▶ TEXTE SOURCE:
En frappant la direction politique du Hamas à Doha, Israël a envoyé un message clair: bravant les efforts américains pour arracher un énième – et ultime – accord, le gouvernement de Benyamin Netanyahou privilégie l’escalade militaire. Cet épisode incarne l’hubris d’un gouvernement enlisé depuis plus de 700 jours dans une guerre sans perspective de sortie négociée, si ce n’est par la promesse d’une victoire sanglante et totale faisant fi du droit international.

La décision de bombarder un des principaux pays médiateurs du conflit, à plus forte raison un allié majeur des États-Unis dans la région, a tout d’une fuite en avant. Celle-ci doit être interprétée à l’aune des pressions internationales – limitées certes – qui poussent pour un accord négocié et l’arrêt de la colonisation en Cisjordanie. Elle n’est également pas éloignée des fractures qui s’accentuent au sein de la société israélienne concernant les buts de guerre.

▶ EXTRAIT DE DONNÉES:
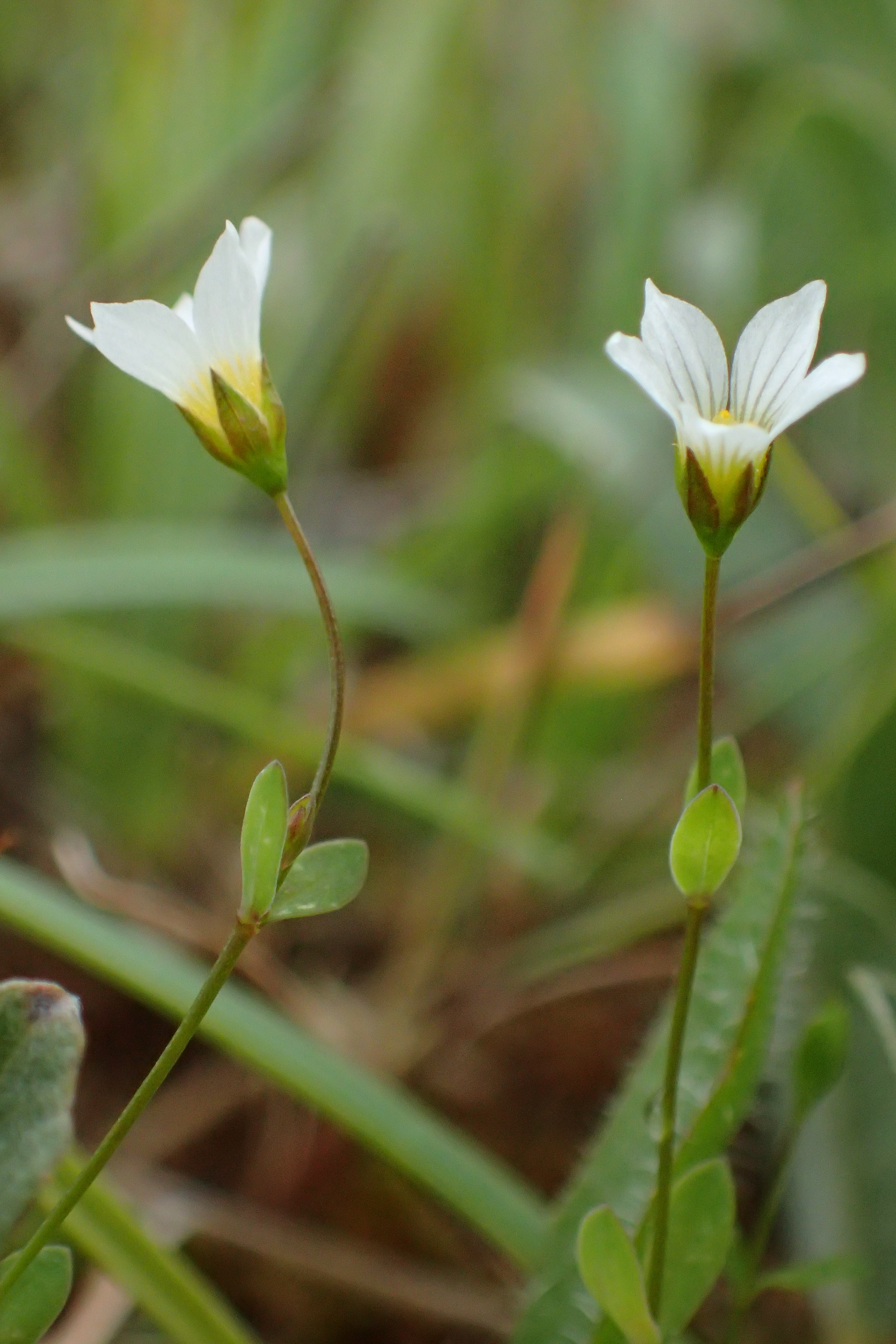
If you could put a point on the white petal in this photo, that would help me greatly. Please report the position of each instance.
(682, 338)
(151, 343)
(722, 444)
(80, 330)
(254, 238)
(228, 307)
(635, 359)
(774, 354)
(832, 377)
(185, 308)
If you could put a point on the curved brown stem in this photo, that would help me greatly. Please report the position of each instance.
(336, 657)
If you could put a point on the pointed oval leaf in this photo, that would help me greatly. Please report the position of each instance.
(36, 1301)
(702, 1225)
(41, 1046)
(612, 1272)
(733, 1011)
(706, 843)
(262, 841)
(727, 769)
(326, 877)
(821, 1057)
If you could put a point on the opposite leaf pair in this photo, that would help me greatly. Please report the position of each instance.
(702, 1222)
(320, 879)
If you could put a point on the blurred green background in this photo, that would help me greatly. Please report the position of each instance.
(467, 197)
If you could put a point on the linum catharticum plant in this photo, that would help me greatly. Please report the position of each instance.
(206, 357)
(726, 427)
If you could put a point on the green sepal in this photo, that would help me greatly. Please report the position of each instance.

▶ CONSIGNES DE TRAVAIL:
[1] Reproduisez le passage du texte source qui va de « En frappant la » jusqu'à « du droit international. » inclus.
[2] Relevez, dans l'ordre où ils apparaissent, tous les noms propres de personnes, d'organisations et de lieux présents dans le texte source.
Seul le texte source sert de base pour répondre.

▶ LISTE DES RÉPONSES:
[1]
En frappant la direction politique du Hamas à Doha, Israël a envoyé un message clair: bravant les efforts américains pour arracher un énième – et ultime – accord, le gouvernement de Benyamin Netanyahou privilégie l’escalade militaire. Cet épisode incarne l’hubris d’un gouvernement enlisé depuis plus de 700 jours dans une guerre sans perspective de sortie négociée, si ce n’est par la promesse d’une victoire sanglante et totale faisant fi du droit international.

[2] Hamas, Doha, Israël, Benyamin Netanyahou, États-Unis, Cisjordanie